§ **Your objective**: In the data below, find the line containing "Please trace the outline of every instance of the parked"; reproduce that line and all subsequent lines exactly, and nothing else.

§ **The input**:
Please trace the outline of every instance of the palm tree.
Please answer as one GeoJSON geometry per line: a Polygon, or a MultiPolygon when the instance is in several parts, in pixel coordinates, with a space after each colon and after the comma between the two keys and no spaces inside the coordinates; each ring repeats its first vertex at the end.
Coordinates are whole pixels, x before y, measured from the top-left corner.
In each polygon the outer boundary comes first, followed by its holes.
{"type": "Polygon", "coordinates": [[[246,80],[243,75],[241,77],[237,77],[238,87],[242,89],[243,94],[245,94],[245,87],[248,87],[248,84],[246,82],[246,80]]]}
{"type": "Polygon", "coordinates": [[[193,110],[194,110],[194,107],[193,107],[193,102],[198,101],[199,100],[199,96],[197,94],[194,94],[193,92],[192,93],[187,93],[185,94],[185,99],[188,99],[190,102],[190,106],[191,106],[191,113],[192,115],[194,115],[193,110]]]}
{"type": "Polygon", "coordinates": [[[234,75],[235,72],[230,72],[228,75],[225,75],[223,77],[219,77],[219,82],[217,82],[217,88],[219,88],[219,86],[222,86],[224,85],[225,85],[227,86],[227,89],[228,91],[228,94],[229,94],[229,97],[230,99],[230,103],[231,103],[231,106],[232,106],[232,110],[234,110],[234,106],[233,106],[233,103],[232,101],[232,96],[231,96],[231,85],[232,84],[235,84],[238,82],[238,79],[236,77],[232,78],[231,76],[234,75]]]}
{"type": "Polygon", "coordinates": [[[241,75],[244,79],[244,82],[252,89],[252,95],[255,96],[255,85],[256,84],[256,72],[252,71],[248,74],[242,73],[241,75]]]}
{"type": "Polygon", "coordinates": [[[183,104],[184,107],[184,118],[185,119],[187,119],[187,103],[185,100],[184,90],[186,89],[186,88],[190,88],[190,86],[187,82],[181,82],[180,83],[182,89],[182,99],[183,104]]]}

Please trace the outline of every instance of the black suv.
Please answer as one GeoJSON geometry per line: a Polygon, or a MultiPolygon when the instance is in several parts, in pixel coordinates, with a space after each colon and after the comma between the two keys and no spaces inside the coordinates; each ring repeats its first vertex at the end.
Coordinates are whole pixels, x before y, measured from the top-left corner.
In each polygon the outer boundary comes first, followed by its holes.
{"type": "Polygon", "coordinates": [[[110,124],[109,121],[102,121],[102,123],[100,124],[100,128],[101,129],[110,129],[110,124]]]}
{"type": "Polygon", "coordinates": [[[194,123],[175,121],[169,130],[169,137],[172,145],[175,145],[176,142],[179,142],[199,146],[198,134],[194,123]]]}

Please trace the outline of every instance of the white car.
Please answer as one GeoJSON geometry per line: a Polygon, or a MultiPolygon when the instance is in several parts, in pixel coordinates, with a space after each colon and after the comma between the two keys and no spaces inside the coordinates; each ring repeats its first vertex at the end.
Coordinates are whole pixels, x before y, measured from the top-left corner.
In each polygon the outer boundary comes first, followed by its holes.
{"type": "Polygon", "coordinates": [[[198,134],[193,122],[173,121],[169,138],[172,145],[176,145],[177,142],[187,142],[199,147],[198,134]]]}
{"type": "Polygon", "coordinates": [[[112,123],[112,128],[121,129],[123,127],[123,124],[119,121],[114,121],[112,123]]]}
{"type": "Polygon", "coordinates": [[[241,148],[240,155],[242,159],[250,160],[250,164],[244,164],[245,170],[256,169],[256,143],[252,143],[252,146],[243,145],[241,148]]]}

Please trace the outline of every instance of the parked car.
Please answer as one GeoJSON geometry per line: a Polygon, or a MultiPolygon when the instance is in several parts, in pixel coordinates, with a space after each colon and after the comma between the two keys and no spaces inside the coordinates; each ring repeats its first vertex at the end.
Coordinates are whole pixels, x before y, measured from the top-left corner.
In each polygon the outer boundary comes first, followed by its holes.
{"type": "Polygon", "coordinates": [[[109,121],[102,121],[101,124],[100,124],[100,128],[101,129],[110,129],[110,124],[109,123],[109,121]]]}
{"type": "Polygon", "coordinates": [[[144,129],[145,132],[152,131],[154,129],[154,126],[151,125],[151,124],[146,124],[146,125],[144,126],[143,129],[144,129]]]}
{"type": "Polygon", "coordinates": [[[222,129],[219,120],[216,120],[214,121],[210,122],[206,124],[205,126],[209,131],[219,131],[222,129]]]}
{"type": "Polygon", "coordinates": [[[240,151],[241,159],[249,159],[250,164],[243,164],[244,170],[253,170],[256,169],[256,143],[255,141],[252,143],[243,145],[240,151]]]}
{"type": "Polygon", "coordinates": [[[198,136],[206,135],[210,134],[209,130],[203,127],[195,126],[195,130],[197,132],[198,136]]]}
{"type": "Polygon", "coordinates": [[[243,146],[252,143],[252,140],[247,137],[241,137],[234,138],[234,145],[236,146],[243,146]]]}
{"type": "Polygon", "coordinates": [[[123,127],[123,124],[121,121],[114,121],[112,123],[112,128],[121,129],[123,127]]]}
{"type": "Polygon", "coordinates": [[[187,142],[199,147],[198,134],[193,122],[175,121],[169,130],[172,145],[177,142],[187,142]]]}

§ **Worked answer**:
Please trace the outline of every instance of the parked car.
Please answer as one GeoJSON geometry per line: a Polygon, or a MultiPolygon when the instance is in several parts, in pixel coordinates, with a space after each colon and after the comma between the two keys and no spaces inside the coordinates; each ring repeats its first vertex at the end.
Coordinates are whole pixels, x before y, measured from the top-left corner.
In each polygon the outer boundary comes first, followed by its holes.
{"type": "Polygon", "coordinates": [[[109,121],[102,121],[101,124],[100,124],[100,128],[101,129],[110,129],[110,124],[109,123],[109,121]]]}
{"type": "Polygon", "coordinates": [[[144,129],[145,132],[152,131],[154,129],[154,126],[151,125],[151,124],[146,124],[146,125],[144,126],[143,129],[144,129]]]}
{"type": "Polygon", "coordinates": [[[222,129],[219,120],[216,120],[214,121],[210,122],[206,124],[205,126],[209,131],[219,131],[222,129]]]}
{"type": "Polygon", "coordinates": [[[240,151],[241,159],[249,159],[250,164],[243,164],[244,170],[253,170],[256,169],[256,143],[255,141],[252,143],[243,145],[240,151]]]}
{"type": "Polygon", "coordinates": [[[198,136],[206,135],[210,134],[209,130],[203,127],[195,126],[195,130],[197,132],[198,136]]]}
{"type": "Polygon", "coordinates": [[[243,146],[252,143],[252,140],[247,137],[241,137],[234,138],[234,145],[236,146],[243,146]]]}
{"type": "Polygon", "coordinates": [[[123,127],[123,124],[121,121],[114,121],[112,123],[112,128],[121,129],[123,127]]]}
{"type": "Polygon", "coordinates": [[[187,142],[199,147],[198,134],[193,122],[175,121],[169,130],[172,145],[177,142],[187,142]]]}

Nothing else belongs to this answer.